» Required action
Reproduce everything from the start of the records down to the line containing "290L627 303L652 292L653", swapping "rough mask" for "coarse mask" and leaving all else unchanged.

» Record extracts
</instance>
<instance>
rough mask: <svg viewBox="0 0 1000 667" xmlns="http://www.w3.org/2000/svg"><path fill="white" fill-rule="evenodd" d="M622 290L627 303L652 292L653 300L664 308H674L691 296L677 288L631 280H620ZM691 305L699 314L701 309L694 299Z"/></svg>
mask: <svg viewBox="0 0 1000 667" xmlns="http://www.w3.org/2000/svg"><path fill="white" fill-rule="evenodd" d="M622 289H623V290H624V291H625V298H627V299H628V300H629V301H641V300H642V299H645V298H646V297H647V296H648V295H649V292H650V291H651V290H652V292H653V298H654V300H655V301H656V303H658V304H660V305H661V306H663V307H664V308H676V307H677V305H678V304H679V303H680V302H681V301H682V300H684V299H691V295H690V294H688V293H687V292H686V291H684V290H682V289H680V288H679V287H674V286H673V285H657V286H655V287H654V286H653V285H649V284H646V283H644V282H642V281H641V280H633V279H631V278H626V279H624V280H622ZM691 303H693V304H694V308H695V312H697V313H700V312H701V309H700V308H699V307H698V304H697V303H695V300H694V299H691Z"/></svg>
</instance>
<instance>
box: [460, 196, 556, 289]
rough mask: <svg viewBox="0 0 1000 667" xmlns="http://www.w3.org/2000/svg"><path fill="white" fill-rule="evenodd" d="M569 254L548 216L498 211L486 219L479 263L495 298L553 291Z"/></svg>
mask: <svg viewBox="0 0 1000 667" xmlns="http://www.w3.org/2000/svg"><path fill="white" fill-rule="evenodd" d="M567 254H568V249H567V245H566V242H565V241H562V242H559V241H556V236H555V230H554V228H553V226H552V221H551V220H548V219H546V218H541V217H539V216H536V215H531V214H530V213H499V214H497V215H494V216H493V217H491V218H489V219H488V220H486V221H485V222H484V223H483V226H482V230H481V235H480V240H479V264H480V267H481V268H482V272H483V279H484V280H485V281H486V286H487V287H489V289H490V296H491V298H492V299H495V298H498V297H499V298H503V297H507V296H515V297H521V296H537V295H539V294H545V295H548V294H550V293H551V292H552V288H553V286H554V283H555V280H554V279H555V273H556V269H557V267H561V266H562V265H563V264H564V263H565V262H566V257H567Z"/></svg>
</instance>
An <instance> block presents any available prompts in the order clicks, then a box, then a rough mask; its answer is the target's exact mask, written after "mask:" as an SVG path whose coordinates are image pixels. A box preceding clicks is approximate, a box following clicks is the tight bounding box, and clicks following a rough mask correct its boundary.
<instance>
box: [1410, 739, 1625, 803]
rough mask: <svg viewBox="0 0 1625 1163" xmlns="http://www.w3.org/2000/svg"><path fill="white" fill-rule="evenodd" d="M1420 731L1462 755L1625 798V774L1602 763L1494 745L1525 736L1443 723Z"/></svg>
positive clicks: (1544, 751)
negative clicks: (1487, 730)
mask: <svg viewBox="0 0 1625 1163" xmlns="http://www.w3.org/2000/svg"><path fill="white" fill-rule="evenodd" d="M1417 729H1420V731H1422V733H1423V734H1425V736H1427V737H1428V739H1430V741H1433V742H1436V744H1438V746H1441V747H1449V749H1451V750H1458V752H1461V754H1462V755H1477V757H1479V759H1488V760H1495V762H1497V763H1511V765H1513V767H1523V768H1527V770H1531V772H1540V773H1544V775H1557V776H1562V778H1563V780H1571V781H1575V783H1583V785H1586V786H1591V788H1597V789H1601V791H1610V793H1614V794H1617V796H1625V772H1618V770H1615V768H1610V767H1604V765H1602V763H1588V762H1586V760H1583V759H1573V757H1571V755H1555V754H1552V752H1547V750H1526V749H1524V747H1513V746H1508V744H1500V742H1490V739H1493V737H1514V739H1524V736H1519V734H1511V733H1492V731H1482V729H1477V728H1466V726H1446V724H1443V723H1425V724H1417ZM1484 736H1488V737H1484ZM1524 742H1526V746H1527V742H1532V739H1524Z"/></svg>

» Expected output
</instance>
<instance>
coarse mask: <svg viewBox="0 0 1000 667" xmlns="http://www.w3.org/2000/svg"><path fill="white" fill-rule="evenodd" d="M622 290L627 303L652 292L653 300L664 308H674L691 296L677 288L631 280H620ZM691 305L699 314L701 309L694 299Z"/></svg>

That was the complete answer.